Dataset excerpts on object pointing:
┏━━
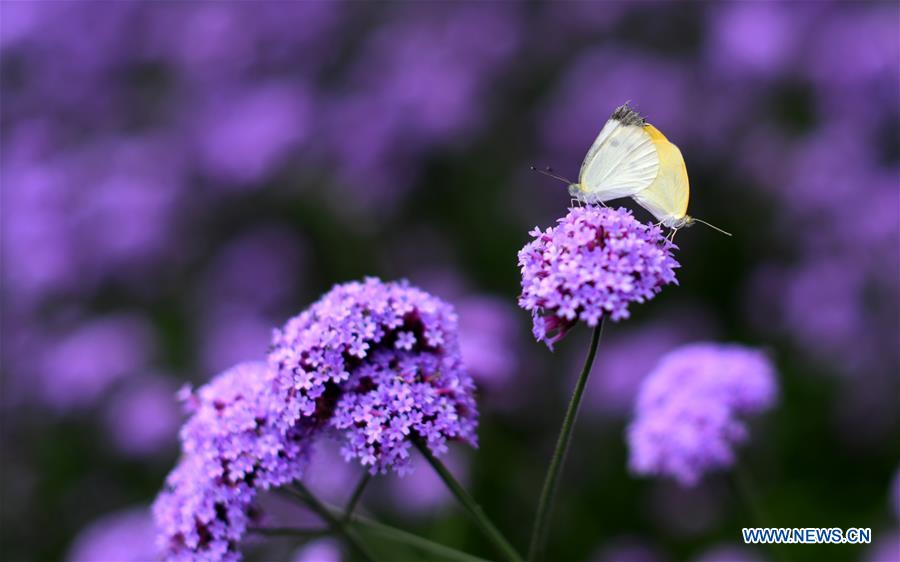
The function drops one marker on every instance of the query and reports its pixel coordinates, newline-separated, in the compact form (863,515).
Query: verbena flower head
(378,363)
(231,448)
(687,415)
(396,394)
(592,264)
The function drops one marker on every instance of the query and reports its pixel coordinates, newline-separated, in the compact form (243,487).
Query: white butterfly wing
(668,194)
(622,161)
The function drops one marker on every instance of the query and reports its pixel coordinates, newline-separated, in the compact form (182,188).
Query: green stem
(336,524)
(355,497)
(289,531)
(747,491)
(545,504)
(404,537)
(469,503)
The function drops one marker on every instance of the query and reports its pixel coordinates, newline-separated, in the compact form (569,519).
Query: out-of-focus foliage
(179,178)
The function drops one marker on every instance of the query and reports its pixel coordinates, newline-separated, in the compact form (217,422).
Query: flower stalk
┗━━
YOUR TASK: Write out all of the data above line for line, leaving out the pictures.

RESULT OF THE EXERCISE:
The function drops one marker on every instance of the query and reports its pixel coordinates, newline-separated, in the compact form (863,515).
Query: verbena flower head
(378,363)
(231,448)
(687,415)
(396,394)
(592,264)
The function drops one marker on every instance of the query and reports its pixel coordinates, newline-separated, in the compact form (243,487).
Query: white butterfly wing
(668,194)
(622,161)
The function drops one marker on every instance of the query and reports its pixel coordinates, newline-separated, in the compact form (182,188).
Query: green stem
(336,524)
(355,497)
(289,531)
(747,491)
(545,504)
(404,537)
(469,503)
The function drops one marker on every instance of the query and reports its pixel coordinates, newline-separated, in the compact form (569,519).
Query: out-of-focus foliage
(179,178)
The function drops one marker on every instance of the query and reports its pixel coordinates, newline-separated, in the compact form (217,422).
Query: flower stalk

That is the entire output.